Task details: Starting at the top line and ending at the last, restate the records exactly.

── Raw data ──

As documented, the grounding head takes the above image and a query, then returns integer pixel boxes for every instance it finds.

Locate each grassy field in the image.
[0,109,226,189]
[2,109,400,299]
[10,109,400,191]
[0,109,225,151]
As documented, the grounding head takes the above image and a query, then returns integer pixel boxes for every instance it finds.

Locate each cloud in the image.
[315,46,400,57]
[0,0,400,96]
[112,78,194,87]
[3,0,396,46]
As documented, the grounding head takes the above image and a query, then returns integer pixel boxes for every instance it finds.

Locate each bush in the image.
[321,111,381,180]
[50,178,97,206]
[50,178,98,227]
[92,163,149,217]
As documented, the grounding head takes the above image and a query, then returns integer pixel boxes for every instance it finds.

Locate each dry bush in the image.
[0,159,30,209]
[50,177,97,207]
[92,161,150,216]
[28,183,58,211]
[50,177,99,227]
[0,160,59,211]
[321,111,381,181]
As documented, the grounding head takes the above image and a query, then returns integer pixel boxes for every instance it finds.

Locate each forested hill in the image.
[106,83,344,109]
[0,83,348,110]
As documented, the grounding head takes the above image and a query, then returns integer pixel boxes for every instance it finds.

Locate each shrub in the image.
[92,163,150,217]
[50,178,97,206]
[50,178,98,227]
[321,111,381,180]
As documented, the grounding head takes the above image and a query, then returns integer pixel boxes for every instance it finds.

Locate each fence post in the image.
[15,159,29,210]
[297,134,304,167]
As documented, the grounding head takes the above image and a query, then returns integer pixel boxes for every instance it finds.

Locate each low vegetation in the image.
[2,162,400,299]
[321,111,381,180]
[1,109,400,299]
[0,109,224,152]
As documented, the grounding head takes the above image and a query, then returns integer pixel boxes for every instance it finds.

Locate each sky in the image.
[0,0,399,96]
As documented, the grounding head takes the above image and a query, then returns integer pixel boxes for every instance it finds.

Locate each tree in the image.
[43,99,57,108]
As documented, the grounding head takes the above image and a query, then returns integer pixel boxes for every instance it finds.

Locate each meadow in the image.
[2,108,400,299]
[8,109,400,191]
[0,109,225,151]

───

Your solution:
As documented, the grounding head takes the above image and a query, then returns integer pixel boxes for every instance it finds.

Locate each grassy field in the image.
[0,109,226,189]
[2,109,400,299]
[10,109,400,191]
[0,109,225,151]
As documented, the grounding head takes the above image and a query, then returns integer pixel boxes for every instance it finds.

Locate each cloud in the image.
[315,46,400,57]
[0,0,400,96]
[112,78,194,87]
[3,0,396,46]
As documented, the grounding head takes the above image and a query, then returns integer pixel boxes for every instance it finds.

Locate each bush in the image.
[321,111,381,180]
[50,178,97,206]
[50,178,98,227]
[92,163,149,217]
As documented, the grounding head takes the above image and a query, then returns integer pixel boxes for every instance it finds.

Locate each dry bush in the image.
[0,159,30,209]
[50,177,97,207]
[92,161,150,216]
[28,183,58,211]
[50,177,99,227]
[0,160,59,211]
[321,111,381,181]
As documented, the grounding head takes the above image and a query, then returns integer pixel boxes for every instance it finds.

Locate each forested hill in the image.
[106,83,344,109]
[0,83,348,110]
As documented, the grounding head takes the above image and a query, then returns integer pixel boxes for every instance it finds.

Locate each shrub in the image.
[92,163,150,217]
[50,178,97,206]
[50,178,98,227]
[321,111,381,180]
As documented, the grounding head takes the above image and a query, then returns integer pixel boxes for every instance it finds.

Locate each fence post in the image.
[15,159,29,210]
[297,134,304,167]
As documented, the grounding head takes the above image and a query, then returns integer pixel boxes for every instance it finds.

Locate each low vegetation in the image.
[2,162,400,299]
[321,111,381,180]
[1,109,400,299]
[0,109,224,152]
As documented, the grounding head takes the above image and a query, then returns integer pixel boxes for every instance it finds.

Locate each sky in the image.
[0,0,399,96]
As documented, the grounding head takes the above image and a query, then returns integer pixel boxes for every instance it finds.

Locate each tree in the image.
[43,99,57,108]
As documented, the grounding head takes the above image and a query, then returns integer pixel boxes for every instance it finds.

Locate each meadow in the image.
[2,108,400,299]
[8,109,400,191]
[0,109,225,151]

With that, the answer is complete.